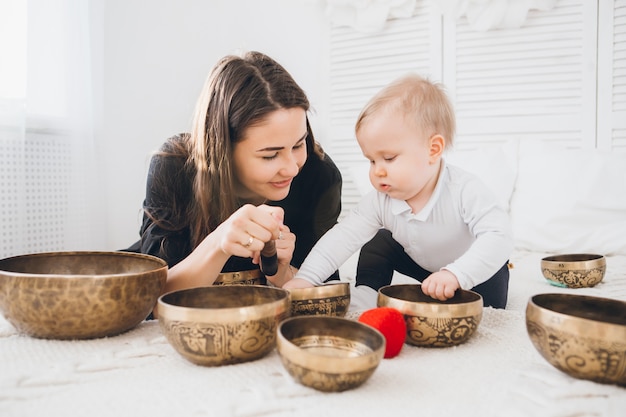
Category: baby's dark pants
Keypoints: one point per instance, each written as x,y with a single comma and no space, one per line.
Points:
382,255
────────
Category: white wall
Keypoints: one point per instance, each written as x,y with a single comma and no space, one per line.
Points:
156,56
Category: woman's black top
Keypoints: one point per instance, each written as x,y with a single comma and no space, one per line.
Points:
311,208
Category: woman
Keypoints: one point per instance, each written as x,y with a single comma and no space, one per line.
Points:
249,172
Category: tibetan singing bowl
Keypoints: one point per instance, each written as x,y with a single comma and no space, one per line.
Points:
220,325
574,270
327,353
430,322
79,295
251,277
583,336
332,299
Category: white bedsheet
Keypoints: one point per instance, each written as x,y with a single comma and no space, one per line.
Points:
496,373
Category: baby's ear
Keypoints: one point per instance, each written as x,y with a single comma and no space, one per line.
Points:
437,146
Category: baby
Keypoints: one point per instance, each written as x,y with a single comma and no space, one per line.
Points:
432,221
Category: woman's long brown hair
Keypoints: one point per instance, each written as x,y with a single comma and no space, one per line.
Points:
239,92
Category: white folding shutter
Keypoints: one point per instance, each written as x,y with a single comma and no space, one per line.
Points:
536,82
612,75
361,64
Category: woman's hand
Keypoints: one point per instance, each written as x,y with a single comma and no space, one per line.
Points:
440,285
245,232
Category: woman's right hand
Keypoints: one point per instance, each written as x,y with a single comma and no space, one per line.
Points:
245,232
────────
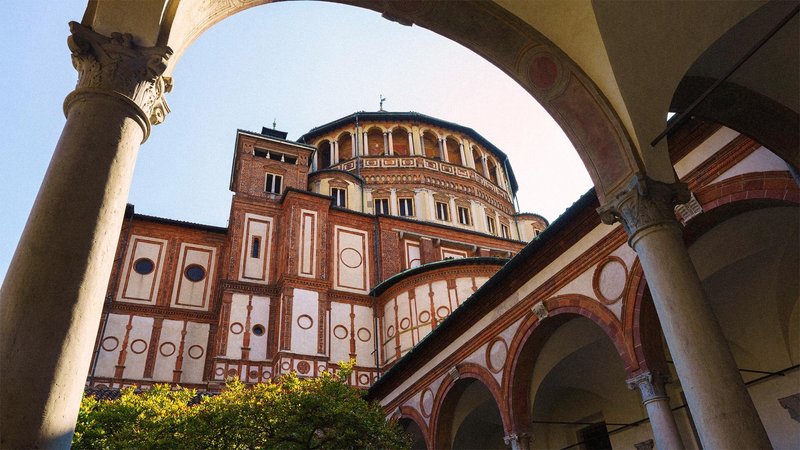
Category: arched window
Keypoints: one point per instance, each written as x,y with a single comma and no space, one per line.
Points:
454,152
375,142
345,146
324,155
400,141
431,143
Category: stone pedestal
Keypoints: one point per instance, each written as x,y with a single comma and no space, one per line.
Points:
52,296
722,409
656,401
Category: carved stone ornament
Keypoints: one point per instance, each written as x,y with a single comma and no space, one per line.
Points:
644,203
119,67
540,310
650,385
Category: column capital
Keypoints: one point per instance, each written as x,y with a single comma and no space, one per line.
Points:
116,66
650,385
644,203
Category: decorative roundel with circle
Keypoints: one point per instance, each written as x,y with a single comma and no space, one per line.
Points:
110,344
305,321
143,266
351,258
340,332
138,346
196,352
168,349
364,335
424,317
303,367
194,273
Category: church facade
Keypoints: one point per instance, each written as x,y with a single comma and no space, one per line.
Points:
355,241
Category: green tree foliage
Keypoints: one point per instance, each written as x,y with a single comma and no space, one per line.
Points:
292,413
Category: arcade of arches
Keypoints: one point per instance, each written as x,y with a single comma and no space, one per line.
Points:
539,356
────────
**What to work on**
Check each line of the listing above, and copy it if it contains the word "hand".

**Exercise response**
Category: woman's hand
Category: woman's right hand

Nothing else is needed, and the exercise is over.